Dataset records on object locations:
+===+

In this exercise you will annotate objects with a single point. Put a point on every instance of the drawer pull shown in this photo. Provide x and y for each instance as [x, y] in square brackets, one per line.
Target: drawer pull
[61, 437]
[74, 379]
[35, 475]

+===+

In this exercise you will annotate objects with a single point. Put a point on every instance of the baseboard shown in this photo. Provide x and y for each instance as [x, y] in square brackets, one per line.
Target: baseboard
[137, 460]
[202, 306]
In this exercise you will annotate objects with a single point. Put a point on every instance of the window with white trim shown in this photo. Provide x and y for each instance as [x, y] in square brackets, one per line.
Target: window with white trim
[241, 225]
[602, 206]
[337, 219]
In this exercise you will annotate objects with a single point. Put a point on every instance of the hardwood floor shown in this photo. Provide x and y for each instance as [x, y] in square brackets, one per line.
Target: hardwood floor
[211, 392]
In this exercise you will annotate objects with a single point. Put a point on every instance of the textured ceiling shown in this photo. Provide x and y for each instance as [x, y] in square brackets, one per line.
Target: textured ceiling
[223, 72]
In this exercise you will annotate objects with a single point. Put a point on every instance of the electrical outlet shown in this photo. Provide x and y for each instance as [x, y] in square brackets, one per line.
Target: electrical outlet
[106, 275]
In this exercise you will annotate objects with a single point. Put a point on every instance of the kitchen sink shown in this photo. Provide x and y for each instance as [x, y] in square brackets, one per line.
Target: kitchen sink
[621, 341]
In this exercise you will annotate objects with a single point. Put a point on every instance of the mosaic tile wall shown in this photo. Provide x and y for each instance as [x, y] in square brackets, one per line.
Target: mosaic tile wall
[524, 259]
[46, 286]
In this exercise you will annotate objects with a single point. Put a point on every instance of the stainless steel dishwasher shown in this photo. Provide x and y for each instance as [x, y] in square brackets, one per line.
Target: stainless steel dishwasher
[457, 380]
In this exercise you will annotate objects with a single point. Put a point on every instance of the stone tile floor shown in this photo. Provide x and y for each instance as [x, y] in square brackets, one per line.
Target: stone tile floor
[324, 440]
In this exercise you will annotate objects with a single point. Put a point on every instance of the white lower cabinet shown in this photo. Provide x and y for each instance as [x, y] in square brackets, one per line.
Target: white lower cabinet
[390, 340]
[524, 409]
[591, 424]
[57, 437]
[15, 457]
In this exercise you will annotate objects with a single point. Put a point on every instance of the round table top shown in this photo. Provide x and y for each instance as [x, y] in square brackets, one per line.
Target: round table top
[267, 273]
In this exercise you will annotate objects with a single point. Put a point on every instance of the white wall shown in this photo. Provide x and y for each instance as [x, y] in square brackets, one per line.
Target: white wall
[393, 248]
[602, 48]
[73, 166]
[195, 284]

+===+

Written request: State how many of the lines above contain the string "sink", treating uppercase and lowercase as different. Reply with the number alone.

Written response: 2